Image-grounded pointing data
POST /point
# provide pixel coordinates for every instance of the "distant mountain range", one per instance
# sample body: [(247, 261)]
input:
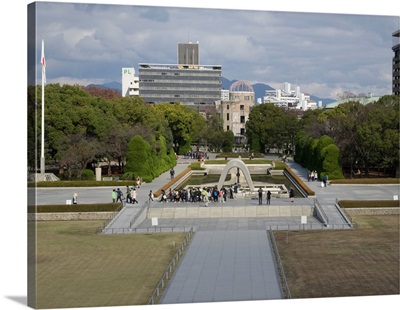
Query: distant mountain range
[(259, 89)]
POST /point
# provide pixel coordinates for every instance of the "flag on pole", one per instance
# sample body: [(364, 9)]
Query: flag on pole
[(43, 62)]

> **WHAT TO WORK ON**:
Each word of the data should be repeated exactly, and the pictures left out.

> **SOLUTION TO THE EXERCISE**:
POST /point
# provide pixel coordinates for every instance of the "distant mountain range", one per instance
# sample body: [(247, 261)]
input:
Query: distant mountain range
[(259, 89)]
POST /point
# provide pixel coordinates for every instance of the "flag on pole", one per instance
# sample body: [(364, 9)]
Query: flag on pole
[(43, 62)]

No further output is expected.